▶ Given task: In the forum thread about the horse show, translate this sentence into Spanish: "I can't wait until next month when we get to do this all again."

I don't even want to talk about barrels or keyhole. :rofl: I knew she was going to throw a fit as soon as I pulled her out of her stall that morning. I think she was sore from the day before actually, but she stalled out of the first barrel and jumped up and my stirrups went out the window! O.O Ran the rest with one hand on the horn and barely made it out alive when she decided to fire like a rocket all of the sudden.

Keyhole would of been great except I didn't pull my head out of my *** long enough to trust her. I sat way too early, not trusting her to rate, and sure enough she rated and turn...right over the neck of the painted line and ran it over. No time for me. :/ But she did her job and listened to me, I just have to focus next time.

Biwrangle was awesome, Selena ran smokin' but my only partner option was Brittney whose horse is old and not as far along, and she's not an experienced rider so we got slowed down. It's okay though, we were still 13th, and it was fun anyway just letting my pony run.

Oh and funny story about team penning.

We went on ahead and did it even though there was only two of us and we had so much fun. :rofl: Selena had a hay day. The cows were nuts and there was no way we were getting any, so at the 30 second buzzer I just took a random cow and worked it like a cowhorse. :lol: :lol:

Hey, Selena doesn't get to play with cows that often and I haven't gotten to work a cow like that in almost two years! :lol: It was so much fun. I had time to circle the cow both directions before the buzzer told us to get out of the arena.  The gate people and the crowd all thought it was funny, and it gave my horse a lot of time to play. We did almost get two cows, but Selena overshot the first one and the second one Selena stayed right up on it but we were haulin' butt and Brittney just didn't get to the other side of the pen fast enough and the cow ran right out. That's okay though, it was so much fun just to go and play and let my horse do what she was meant to do.

If I had the resources, Selena would quit everything else and become a reined cowhorse. I mean, really, that is her talent and her forte. With very little exposure she has whipped out some major moves and has just a ton of cow in her.

I can't wait until next month when we get to do this all again. :lol: I'll put up some pics soon.


----------



## Army wife (Apr 29, 2012)

I'm soo glad you guys had fun I'm a little jealous. I never did working rancher. But we also never had cows to sort! Looking back, it looks like such a fun event!!!! Don't stress too much about your placings, other people will make mistakes in the next two meets. You still have a great shot at going to state!!


----------



## SorrelHorse (Apr 9, 2009)

▶ Entries shown:

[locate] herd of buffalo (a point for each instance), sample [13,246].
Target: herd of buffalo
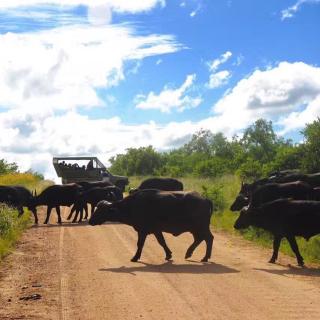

---

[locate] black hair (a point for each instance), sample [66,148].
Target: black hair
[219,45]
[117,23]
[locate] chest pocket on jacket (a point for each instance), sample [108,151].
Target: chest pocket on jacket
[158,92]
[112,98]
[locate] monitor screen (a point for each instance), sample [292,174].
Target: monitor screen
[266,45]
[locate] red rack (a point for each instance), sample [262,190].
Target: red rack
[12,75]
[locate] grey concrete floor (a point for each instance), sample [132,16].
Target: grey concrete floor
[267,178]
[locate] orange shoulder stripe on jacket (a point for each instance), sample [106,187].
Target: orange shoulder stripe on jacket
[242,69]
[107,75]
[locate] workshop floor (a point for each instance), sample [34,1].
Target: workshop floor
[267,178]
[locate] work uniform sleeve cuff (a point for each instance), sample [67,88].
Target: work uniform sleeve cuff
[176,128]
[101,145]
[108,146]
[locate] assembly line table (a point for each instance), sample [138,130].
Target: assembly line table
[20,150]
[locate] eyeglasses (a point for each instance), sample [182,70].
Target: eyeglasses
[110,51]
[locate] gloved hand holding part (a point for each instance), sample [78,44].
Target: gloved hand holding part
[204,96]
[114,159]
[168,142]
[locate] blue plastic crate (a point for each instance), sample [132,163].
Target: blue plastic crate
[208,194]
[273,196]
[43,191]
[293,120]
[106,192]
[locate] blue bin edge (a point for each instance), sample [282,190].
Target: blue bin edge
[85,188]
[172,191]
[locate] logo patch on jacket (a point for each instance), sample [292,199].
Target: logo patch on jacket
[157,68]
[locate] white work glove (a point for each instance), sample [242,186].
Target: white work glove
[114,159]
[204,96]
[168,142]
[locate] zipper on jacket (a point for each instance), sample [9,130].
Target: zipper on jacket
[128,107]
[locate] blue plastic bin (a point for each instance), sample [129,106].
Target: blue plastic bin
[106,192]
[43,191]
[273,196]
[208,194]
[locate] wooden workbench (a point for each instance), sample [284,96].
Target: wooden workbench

==

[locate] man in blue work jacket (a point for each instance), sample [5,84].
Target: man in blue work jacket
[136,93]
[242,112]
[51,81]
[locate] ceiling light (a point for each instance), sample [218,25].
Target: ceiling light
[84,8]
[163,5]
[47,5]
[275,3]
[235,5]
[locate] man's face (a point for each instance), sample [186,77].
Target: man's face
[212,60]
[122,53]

▶ Correct response: No veo la hora de que llegue el próximo mes, cuando podremos volver a hacer todo esto.